*Using the information*.
1) List every dose interval that the article on the Covid vaccine gap in Wales states as a number of days or weeks.
2) Reproduce the passage of the article on the Covid vaccine gap in Wales word for word. Start at the words "All four chief" and end after "21 days apart.".

*Quoted passage*.
--------------------------------------------------
Covid vaccine in Wales: Doctors' concerns over 12-week vaccine gap
- Published
Health workers are "not certain that they are being adequately protected" with a longer gap between receiving two doses of the Covid vaccine, a doctors' leader has said.
David Bailey, chairman of the British Medical Association in Wales, said morale had taken a "hit" as a result.
The Welsh Government said it was following advice on introducing a 12-week gap between doses.
All four chief medical officers in the UK have backed the move.
They have supported the Joint Committee on Vaccination and Immunisation, which said the focus should be on giving at-risk people the first dose of whichever vaccine they receive.
A second vaccine is being rolled out in Wales from Monday.
The use of the new Oxford-AstraZeneca vaccine comes after some medics and more vulnerable people started to receive the first of their Pfizer-BioNTec jabs in Wales.
Pfizer has said it has tested the vaccine's efficacy only when the two vaccines were given up to 21 days apart.
But the chief medical officers said the "great majority" of initial protection came from the first jab.
Welsh Health Minister Vaughan Gething said the vaccination plan would "ensure that more at-risk people are able to get protection from a vaccine in the coming weeks and months, reducing deaths and starting to ease pressure on our NHS".
Dr Bailey said there was concern among staff that a 12 week gap between receiving two doses of the Pfizer-BioNTech vaccine could lead to "sacrificing some immunity" because trials had involved up to a six week gap between doses.
"They're not convinced, they're not certain that they're being adequately protected," he said.
"There are concerns for everybody working in the health service because of the huge increase in the prevalence and the transmissibility of the Covid virus at the moment, so there's a real concern there is a very high risk of catching it."
--------------------------------------------------
*Data excerpt*.
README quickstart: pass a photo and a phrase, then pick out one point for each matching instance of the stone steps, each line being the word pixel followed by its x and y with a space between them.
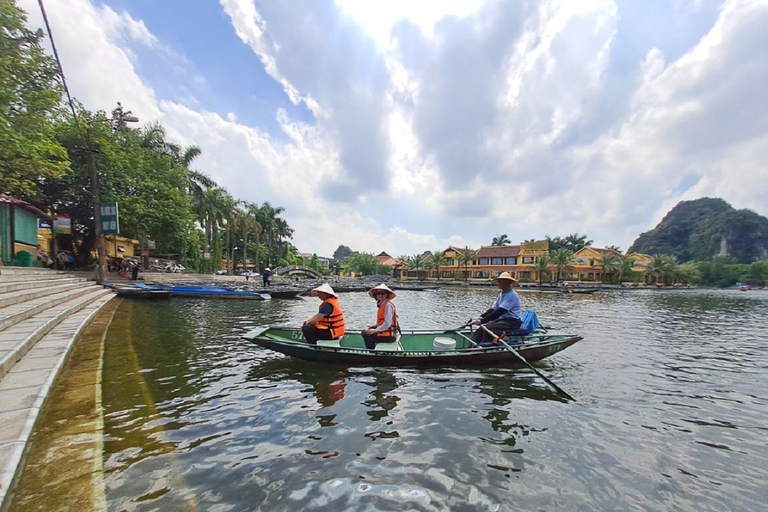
--------------------------------------------------
*Results of the exercise*.
1) 12 weeks; up to 21 days; up to six weeks

2)
All four chief medical officers in the UK have backed the move.
They have supported the Joint Committee on Vaccination and Immunisation, which said the focus should be on giving at-risk people the first dose of whichever vaccine they receive.
A second vaccine is being rolled out in Wales from Monday.
The use of the new Oxford-AstraZeneca vaccine comes after some medics and more vulnerable people started to receive the first of their Pfizer-BioNTec jabs in Wales.
Pfizer has said it has tested the vaccine's efficacy only when the two vaccines were given up to 21 days apart.